Excerpts from a point labeling dataset:

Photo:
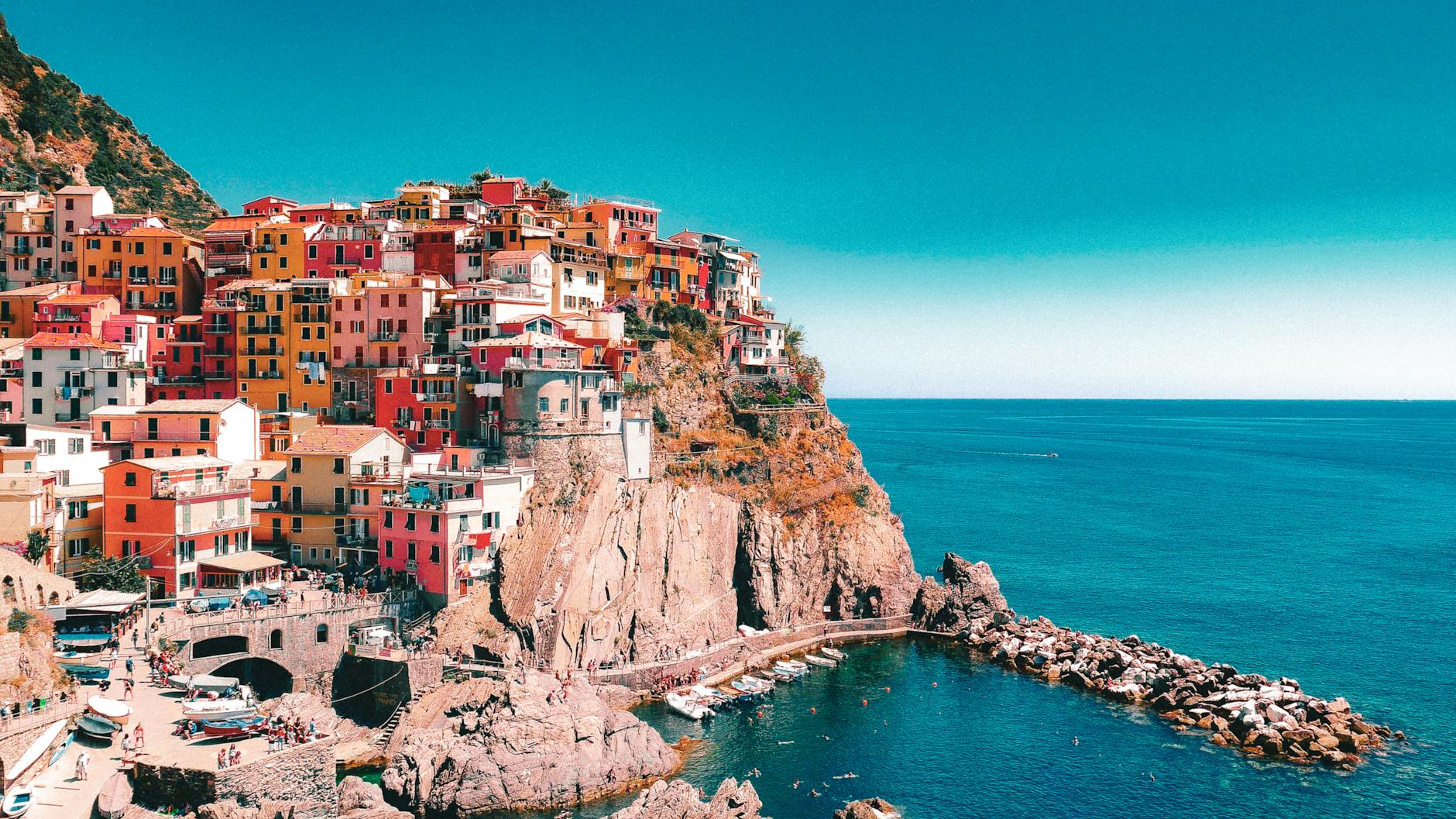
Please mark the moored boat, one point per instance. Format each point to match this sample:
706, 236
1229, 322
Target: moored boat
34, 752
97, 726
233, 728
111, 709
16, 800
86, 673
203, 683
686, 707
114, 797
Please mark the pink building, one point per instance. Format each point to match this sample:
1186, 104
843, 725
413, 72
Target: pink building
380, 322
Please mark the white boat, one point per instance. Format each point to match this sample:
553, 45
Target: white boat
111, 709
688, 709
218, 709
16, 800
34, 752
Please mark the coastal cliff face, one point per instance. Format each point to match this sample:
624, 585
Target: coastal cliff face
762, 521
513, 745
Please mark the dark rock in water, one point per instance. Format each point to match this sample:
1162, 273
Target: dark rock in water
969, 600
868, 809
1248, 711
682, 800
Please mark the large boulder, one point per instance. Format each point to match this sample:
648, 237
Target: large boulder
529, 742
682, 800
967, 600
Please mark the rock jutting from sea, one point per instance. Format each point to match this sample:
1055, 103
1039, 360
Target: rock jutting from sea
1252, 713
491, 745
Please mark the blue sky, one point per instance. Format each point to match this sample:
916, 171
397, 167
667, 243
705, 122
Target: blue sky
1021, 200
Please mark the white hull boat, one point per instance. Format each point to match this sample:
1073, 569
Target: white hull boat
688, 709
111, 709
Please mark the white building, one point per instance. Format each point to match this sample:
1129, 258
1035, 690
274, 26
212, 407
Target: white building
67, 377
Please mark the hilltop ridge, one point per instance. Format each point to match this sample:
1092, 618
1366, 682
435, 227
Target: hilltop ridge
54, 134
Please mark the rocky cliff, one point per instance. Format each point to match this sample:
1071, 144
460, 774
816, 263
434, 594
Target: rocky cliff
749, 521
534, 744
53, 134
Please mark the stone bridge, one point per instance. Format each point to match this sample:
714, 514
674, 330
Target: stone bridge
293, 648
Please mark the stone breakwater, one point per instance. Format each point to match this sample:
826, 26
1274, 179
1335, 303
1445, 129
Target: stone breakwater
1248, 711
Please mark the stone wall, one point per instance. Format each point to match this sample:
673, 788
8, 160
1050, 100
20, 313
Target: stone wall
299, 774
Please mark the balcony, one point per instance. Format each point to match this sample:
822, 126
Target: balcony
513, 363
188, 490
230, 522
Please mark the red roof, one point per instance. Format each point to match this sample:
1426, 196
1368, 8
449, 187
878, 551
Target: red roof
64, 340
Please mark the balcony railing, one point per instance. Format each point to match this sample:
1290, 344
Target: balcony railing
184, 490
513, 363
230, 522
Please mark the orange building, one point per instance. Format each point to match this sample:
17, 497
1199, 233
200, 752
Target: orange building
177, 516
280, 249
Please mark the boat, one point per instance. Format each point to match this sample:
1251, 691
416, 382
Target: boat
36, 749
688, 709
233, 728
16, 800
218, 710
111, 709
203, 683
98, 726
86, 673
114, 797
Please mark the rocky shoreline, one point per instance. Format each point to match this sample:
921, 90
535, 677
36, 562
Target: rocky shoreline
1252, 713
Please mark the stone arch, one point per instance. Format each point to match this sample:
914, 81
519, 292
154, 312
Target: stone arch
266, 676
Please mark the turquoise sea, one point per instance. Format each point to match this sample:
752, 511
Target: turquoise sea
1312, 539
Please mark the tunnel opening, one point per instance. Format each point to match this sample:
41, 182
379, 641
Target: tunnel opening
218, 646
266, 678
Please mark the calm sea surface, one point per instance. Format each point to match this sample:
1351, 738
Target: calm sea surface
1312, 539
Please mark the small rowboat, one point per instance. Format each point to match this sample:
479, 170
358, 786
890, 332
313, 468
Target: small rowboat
---
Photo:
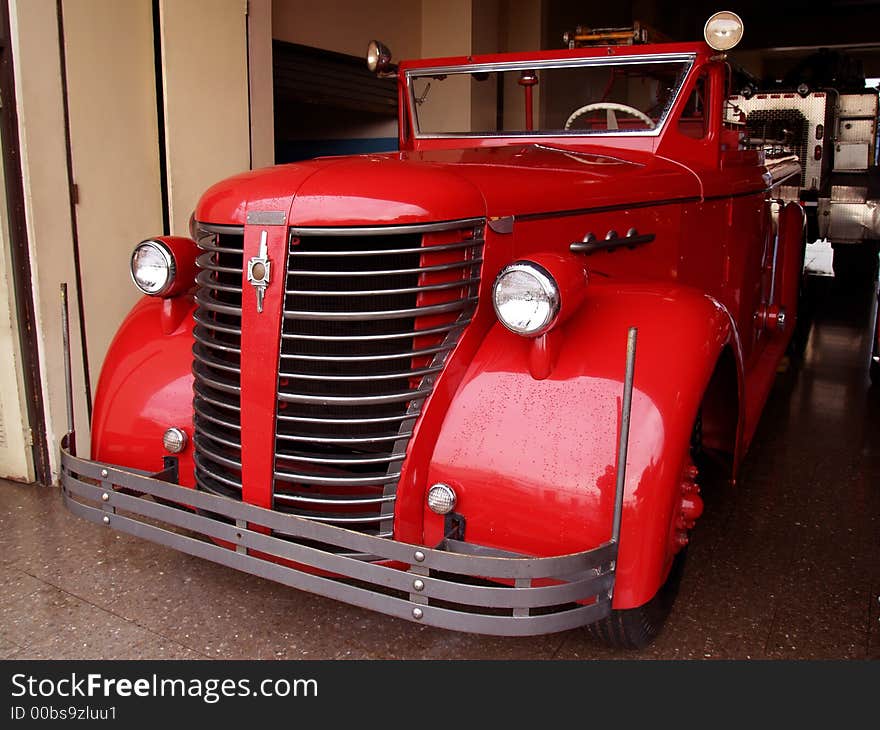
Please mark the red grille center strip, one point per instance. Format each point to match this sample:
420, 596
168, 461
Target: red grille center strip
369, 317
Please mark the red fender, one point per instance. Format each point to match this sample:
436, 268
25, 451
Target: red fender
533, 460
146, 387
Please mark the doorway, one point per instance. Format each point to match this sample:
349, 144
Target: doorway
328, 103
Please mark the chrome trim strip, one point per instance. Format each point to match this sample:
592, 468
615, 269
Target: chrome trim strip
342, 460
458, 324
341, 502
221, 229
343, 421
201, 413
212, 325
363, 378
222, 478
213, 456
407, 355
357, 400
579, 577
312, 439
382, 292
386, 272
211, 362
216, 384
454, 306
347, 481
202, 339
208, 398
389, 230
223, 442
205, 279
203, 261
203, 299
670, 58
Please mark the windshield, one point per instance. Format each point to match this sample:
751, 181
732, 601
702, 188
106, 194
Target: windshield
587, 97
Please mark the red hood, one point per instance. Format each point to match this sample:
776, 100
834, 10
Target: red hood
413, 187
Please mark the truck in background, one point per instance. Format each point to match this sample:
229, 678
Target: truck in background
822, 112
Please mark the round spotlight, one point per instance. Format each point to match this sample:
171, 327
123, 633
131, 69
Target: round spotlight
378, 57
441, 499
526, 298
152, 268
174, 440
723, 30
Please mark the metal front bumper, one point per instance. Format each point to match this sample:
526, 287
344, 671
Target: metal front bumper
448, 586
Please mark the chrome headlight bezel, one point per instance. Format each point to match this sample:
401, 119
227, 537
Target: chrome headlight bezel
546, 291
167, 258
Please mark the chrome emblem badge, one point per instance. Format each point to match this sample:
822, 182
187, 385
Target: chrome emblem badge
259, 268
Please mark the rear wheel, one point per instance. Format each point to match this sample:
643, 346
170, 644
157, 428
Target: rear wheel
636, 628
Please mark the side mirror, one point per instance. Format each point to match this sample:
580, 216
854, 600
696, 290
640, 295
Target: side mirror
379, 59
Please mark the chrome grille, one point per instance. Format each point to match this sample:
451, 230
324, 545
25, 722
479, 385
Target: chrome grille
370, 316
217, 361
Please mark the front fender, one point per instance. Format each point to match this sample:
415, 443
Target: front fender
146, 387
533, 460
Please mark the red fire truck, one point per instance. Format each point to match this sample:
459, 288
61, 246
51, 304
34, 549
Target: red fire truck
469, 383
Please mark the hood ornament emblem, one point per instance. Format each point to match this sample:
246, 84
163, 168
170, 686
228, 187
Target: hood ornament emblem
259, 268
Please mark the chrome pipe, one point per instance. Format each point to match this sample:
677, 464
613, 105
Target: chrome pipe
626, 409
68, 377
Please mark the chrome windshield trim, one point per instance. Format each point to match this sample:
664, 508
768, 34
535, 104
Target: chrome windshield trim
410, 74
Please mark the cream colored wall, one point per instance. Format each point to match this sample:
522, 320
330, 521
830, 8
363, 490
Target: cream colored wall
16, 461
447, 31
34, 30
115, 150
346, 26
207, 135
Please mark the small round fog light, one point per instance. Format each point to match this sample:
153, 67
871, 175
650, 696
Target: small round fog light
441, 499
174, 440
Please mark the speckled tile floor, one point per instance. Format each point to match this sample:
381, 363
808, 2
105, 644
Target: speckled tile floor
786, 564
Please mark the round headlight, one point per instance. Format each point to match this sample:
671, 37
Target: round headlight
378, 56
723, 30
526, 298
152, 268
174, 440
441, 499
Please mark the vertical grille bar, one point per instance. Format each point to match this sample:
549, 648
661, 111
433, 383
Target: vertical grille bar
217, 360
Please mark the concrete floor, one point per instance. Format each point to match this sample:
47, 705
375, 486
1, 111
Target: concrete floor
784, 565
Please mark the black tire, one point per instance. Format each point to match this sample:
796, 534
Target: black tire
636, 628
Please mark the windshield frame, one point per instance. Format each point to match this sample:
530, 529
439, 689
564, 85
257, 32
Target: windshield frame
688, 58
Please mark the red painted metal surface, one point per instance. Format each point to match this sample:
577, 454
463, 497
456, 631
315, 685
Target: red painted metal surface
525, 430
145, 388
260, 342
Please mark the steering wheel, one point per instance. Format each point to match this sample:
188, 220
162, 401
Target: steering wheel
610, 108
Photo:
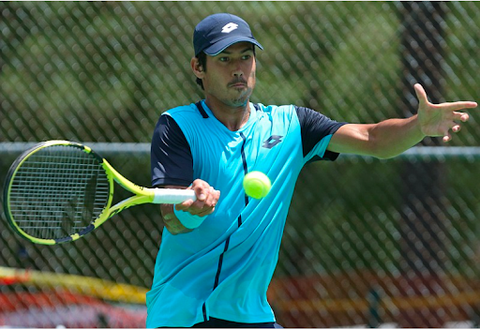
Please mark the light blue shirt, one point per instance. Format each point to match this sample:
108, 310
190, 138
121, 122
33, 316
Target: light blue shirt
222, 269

Work instructions:
Filter the listing above down to every line that contains the string "doorway", matching case exactly, and copy those lines out.

Exercise output:
Please mark the doorway, one point per instance. Format each point to match this sample:
Target: doorway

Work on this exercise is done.